• [Description of the task]
Answer these questions from the passage on Pearson and Suez below:
(a) On what date did Nasser seize the Suez Canal?
(b) On what date did the ceasefire come?
(c) Who was named to head UNEF?

• [Reading passage]
----------

Peacekeeping was Pearson s legacy

“Like finding a beloved uncle arrested for rape.” That was The Economist's description of the Canadian reaction to the Anglo-French attempt to recapture the Suez Canal from Egypt in October, 1956. Canadians had had enough of “the supermen of Europe,” Prime Minister Louis St. Laurent declared.

It was only 11 years after the war against Hitler had ended. But this time, the unwanted supermen were Britain and France, Canadas two mother countries. The British and the French had owned the Suez Canal, linking the Mediterranean to the Red Sea, since the 19th century.

Suez was their lifeline through the Middle East and the source of immense international prestige.

Egypt’s nationalist president, Gamal Abdul Nasser, seized the canal on July 26, 1956, the fourth anniversary of the revolution he had led against King Farouk. The British and French wanted Suez back desperately. Frantic diplomacy failed, and the two countries plotted with Israel to invade Egypt. By secret prearrangement, Israel attacked Egypt on Oct. 29; Britain and France then ordered Israel and Egypt to withdraw from the area around Suez. When Nasser refused, Anglo-French forces intervened directly, beginning to bomb the canal zone.

Britain and France simply assumed the support of Canada and other former colonies. What they got from Ottawa instead was anger—anger that was reinforced by the outrage expressed by Canada’s closest ally, the United States. Still, foreign minister Lester Pearson publicly emphasized conciliation, and he worked to extract the British and French from the hole they had dug for themselves.

Working brilliantly at the United Nations, Pearson forged a consensus behind what he called “a truly international peace and police force” to supervise the cessation of hostilities. The ceasefire came on Nov. 6 and the United Nations Emergency Force was on the ground within days. It was the UN’s first big multinational peace force—and the beginning of modern peacekeeping.

Canadian Maj.-Gen. E. L. M. Burns, a Second World War commander, was named to head UNEF. His nightly appearances on television news quickly turned him into one of the most recognizable Canadian faces. His demeanour was invariably stern and serious. His nickname was “Smiler”—because he never did.

----------

• [Extracted information]
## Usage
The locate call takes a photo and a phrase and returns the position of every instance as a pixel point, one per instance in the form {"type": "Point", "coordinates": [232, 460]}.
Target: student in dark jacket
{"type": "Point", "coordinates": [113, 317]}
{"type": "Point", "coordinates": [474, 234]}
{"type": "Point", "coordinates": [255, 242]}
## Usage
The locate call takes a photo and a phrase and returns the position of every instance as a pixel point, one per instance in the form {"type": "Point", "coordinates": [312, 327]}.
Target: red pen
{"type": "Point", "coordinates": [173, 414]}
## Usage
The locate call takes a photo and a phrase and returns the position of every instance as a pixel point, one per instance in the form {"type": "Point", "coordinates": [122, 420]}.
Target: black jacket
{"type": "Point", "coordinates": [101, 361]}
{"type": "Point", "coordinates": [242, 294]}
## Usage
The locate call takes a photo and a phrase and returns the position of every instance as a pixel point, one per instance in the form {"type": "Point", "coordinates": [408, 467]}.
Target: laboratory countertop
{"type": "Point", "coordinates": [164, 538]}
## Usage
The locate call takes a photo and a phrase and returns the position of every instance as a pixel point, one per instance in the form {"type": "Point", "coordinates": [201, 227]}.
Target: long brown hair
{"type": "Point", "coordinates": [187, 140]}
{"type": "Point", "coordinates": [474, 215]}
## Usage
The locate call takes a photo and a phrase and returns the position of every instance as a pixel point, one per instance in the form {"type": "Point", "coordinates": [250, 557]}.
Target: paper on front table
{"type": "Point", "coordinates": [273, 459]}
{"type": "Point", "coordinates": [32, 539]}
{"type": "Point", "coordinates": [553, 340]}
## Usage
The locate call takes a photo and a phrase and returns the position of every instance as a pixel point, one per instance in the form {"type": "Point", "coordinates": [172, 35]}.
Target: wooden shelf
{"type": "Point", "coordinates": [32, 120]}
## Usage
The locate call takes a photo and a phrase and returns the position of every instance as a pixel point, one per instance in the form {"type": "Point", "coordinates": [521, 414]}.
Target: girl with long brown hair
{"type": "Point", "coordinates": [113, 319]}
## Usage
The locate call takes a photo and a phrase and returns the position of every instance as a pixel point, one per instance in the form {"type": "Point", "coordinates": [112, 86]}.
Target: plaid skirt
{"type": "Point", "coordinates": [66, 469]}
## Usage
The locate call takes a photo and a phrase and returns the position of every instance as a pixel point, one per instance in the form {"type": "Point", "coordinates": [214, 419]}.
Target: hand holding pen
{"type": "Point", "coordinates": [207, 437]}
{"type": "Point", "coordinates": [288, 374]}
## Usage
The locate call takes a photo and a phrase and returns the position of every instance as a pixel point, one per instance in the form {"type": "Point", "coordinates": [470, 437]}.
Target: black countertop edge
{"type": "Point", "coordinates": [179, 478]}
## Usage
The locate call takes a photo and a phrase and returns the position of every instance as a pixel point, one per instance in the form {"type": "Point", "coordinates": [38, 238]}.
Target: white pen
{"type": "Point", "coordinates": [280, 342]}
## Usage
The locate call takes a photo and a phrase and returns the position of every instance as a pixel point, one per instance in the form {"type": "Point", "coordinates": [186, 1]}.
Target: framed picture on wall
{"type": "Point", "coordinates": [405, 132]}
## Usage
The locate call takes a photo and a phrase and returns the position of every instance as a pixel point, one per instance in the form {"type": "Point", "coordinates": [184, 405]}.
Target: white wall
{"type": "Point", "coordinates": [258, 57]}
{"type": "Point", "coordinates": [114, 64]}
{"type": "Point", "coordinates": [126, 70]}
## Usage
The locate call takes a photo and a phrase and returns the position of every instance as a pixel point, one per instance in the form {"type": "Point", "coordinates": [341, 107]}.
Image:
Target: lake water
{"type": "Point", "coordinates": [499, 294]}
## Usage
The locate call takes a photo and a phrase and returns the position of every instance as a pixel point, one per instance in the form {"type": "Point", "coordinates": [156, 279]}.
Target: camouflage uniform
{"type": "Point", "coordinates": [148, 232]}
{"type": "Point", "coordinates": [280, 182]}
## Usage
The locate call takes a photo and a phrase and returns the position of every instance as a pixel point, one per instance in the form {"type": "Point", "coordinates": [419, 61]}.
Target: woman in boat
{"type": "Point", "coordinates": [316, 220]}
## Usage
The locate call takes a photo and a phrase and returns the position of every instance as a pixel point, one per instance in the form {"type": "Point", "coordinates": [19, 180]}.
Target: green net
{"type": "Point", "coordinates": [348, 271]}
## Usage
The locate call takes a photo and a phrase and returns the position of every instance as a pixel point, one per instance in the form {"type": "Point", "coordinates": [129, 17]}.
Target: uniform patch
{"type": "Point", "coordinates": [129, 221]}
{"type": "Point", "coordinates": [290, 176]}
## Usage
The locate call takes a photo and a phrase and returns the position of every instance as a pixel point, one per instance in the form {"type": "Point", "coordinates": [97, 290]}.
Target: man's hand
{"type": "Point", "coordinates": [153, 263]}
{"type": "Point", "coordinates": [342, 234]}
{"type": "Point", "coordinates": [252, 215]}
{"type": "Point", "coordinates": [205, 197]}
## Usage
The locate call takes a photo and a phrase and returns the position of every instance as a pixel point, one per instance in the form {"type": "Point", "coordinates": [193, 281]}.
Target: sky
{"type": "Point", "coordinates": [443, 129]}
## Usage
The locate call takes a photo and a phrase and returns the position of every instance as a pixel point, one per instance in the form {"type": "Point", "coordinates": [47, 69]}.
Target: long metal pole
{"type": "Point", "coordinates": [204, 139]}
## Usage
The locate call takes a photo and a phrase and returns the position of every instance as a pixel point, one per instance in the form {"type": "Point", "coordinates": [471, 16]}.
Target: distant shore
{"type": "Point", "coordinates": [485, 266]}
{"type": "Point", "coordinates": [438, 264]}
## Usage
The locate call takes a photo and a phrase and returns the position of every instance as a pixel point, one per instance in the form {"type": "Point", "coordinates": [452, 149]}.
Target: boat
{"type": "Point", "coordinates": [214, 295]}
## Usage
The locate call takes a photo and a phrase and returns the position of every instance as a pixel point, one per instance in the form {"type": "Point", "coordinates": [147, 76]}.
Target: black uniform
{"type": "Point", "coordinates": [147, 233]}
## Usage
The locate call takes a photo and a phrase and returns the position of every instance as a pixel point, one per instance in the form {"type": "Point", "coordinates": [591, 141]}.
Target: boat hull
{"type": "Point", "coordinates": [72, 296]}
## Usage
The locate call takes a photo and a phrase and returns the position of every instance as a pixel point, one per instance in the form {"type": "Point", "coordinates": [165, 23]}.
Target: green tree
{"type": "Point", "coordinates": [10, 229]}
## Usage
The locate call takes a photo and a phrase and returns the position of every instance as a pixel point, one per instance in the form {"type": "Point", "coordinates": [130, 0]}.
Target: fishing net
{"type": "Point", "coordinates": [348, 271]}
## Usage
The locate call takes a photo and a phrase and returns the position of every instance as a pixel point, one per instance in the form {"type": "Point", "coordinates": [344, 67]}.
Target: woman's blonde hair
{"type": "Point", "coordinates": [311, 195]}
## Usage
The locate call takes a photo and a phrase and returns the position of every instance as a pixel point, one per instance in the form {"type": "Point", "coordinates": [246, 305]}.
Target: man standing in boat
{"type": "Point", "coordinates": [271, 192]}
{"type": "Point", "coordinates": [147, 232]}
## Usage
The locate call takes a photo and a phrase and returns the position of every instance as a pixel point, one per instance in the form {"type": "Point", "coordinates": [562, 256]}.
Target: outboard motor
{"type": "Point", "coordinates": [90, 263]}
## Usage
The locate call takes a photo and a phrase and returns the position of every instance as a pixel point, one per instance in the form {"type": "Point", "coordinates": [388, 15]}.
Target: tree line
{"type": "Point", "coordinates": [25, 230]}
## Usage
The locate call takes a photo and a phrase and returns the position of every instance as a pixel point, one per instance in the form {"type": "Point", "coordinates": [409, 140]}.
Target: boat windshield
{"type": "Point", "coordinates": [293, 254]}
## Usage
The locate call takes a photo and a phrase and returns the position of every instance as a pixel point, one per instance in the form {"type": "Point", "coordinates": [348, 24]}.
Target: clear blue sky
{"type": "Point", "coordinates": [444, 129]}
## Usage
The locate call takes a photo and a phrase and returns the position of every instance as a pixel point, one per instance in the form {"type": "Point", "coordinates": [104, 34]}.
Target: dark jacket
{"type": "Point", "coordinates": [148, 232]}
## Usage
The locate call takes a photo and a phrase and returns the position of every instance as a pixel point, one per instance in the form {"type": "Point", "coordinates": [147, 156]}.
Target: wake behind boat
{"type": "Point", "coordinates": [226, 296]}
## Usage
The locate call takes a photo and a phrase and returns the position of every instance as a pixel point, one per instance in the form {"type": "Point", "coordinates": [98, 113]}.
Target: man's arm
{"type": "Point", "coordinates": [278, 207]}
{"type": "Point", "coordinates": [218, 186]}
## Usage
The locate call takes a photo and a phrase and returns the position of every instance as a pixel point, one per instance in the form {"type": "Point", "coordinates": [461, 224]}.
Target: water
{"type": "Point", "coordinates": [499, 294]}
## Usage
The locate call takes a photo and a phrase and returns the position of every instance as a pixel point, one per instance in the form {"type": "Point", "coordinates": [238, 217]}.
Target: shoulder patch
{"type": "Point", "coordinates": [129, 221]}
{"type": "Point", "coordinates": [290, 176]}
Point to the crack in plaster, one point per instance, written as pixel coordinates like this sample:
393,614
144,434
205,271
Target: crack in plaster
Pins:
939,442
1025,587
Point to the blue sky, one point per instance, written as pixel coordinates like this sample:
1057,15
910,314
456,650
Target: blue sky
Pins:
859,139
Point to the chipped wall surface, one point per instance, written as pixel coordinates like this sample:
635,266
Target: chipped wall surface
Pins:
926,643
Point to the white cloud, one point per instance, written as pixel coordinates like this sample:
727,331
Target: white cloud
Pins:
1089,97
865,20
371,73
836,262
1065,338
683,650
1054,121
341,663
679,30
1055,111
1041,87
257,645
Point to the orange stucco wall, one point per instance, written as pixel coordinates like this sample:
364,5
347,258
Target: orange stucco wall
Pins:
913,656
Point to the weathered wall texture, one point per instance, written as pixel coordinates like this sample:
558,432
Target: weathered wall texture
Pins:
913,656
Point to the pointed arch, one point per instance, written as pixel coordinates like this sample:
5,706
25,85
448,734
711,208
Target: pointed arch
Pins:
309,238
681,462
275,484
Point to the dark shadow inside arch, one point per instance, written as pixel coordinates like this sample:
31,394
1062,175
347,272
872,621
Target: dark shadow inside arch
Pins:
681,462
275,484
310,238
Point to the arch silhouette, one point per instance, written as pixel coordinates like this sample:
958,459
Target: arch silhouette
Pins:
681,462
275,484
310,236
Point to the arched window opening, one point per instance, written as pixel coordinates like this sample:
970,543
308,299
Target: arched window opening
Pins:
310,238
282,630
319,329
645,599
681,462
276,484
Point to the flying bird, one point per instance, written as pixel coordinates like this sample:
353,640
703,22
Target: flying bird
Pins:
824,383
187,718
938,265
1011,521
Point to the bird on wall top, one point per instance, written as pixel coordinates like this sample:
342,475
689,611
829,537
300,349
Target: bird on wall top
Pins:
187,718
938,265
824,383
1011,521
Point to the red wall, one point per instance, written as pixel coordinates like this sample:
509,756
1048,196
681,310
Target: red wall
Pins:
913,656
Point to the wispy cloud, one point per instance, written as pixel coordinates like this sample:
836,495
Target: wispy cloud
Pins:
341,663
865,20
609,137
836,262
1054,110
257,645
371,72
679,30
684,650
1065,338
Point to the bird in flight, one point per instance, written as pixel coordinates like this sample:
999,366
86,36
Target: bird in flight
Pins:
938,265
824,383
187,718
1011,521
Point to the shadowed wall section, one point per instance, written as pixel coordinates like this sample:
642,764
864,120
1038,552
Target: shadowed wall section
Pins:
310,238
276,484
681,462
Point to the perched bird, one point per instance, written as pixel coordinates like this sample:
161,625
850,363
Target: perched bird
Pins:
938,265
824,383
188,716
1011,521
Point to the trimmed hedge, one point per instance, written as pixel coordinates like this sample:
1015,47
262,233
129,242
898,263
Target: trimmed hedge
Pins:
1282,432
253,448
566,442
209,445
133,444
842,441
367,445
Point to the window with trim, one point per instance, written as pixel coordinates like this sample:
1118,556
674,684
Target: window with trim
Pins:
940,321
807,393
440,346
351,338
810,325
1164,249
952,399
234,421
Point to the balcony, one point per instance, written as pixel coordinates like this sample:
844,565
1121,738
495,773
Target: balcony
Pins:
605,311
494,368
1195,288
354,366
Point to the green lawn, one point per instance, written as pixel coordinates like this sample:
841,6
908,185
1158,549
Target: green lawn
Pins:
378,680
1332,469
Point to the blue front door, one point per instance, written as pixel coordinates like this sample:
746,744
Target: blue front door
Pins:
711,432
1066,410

----------

• [Exercise solution]
(a) July 26, 1956
(b) Nov. 6
(c) Canadian Maj.-Gen. E. L. M. Burns